• _WHAT YOU NEED TO DO_
• A. Reproduce word for word the part of the court opinion on the Christmas tree sale that runs from "II. DISCUSSION" to "conclusions of law.".
• B. Write the next part of the court opinion on the Christmas tree sales contract, picking up after its last sentence.

• _EXCERPT_
..............................

37. The baling costs for the above accepted trees at $.15 per tree total $38.40.

38. The buyer paid $2,147.25 toward the contract price.

*459 39. The sellers retain $1,421.35 for the buyer's account.

 
II. DISCUSSION

This is a buyer's action against a grower of Christmas trees for damages for breach of a sales contract. The case was tried without a jury and is before the Court for findings of fact and conclusions of law.

Jurisdiction is founded upon 28 U.S.C. § 1332(a) (1).

It is undisputed that the applicable law is the law of Pennsylvania. The provisions of the Uniform Commercial Code govern. 12A P.S. §§ 2-107, 2-102.

1. Liability for Breach of Contract. It is stipulated between the buyer and the sellers that they entered into a contract for the sale of 1680 Christmas trees during fall of 1967 and that the trees contracted for were to be of the following descriptions, quantities, and prices:

100 Austrian Pines at $1.20 1300 Scotch Pine at $1.20 50 Scotch Pine, 3-4 feet at $1.00 20 Small White Spruce at $1.00 90 White & Norway Spruce at $1.00 40 Douglas Fir at $5.00 20 Colorado Blue Spruce (green) at $3.50 10 Colorado Blue Spruce (blue) at $5.00 50 Large Scotch Pine at $1.65

The contract called for trees of "top quality."

The first delivery under the contract was made on December 7, 1967, and consisted of 625 trees of the following descriptions:

100 Austrian Pine 315 Scotch Pine 50 Small Scotch Pine 20 Small Spruce 50 White & Norway Spruce 10 Colorado Blue Spruce (blue) 5 Colorado Blue Spruce (green) 50 Large Scotch Pine

Of this delivery, 50 small Scotch Pine, 20 small Spruce, 50 White & Norway Spruce, 10 Colorado Blue Spruce (blue), 5 Colorado Blue Spruce (green), and 50 large Scotch Pine, or a total of 185 trees, were accepted by the buyer as conforming to the contract, and no claim for damages is made with respect to these trees.

..............................

• _RECORDED DATA_
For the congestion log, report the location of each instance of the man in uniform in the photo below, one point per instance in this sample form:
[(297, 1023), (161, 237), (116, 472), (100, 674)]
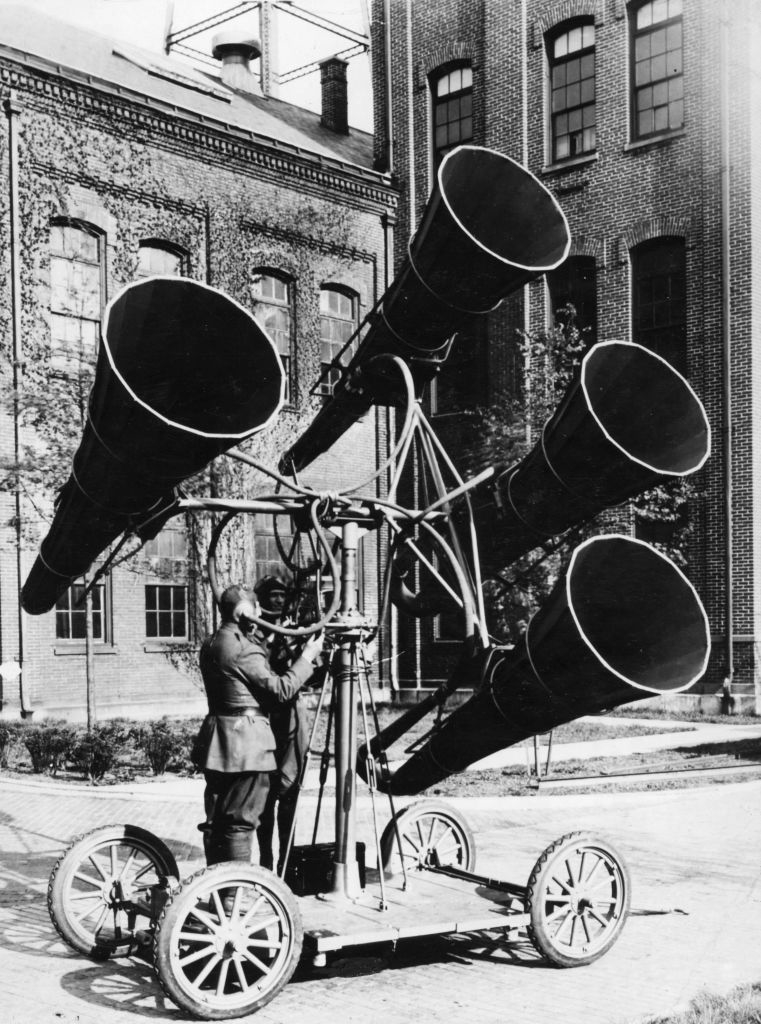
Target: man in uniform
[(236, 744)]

..............................

• _OUTPUTS_
• A.
II. DISCUSSION

This is a buyer's action against a grower of Christmas trees for damages for breach of a sales contract. The case was tried without a jury and is before the Court for findings of fact and conclusions of law.

• B.
The balance of the trees of the December 7 delivery, totalling 440 trees and including 315 Scotch Pine, 100 Austrian Pine and 25 Frazier Fir, were trees of very poor quality, which did not conform to the contract because they were dry, poorly colored, unsheared and poorly shaped and because they had large bases and few needles, especially on the lower branches. Each of the 625 trees of the December 7 delivery was baled prior to being loaded into the buyer's truck for shipment to New York City. The truck arrived in New York City early on December 8 and the trees were unbaled and inspected the same day. Because the trees were baled before delivery, it was impossible for the plaintiff-buyer or his agents to ascertain whether the trees conformed to the contract until the shipment arrived at its destination and the trees could be unbaled. On the same day, the buyer telephoned the sellers from New York to inform them that 440 of the trees of the December 7 delivery did not conform to the contract.

In order to recover damages for non-conformity of delivered goods, a buyer under these circumstances must effectively reject the tendered goods. Rejection must be within a reasonable time after delivery or tender of delivery and is ineffective unless the buyer seasonably notifies the seller. 12A P.S. § 2-602(1). Here, notification within 24 hours of delivery was within a reasonable time under the circumstances. The 440 trees were rightfully rejected, and the rejection was effective. With respect to the non-conforming trees in the December 7 delivery, therefore, the buyer is entitled to recover damages.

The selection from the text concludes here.